● Task:
Please edit the material by replacing "armchair" with "rocking chair" and leaving everything else unchanged.

● Source records:
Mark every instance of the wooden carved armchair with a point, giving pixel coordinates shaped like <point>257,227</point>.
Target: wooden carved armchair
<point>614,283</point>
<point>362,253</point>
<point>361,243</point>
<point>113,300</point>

● Complete response:
Mark every instance of the wooden carved rocking chair with a point, giving pixel coordinates shaped like <point>257,227</point>.
Target: wooden carved rocking chair
<point>614,283</point>
<point>362,253</point>
<point>361,243</point>
<point>113,300</point>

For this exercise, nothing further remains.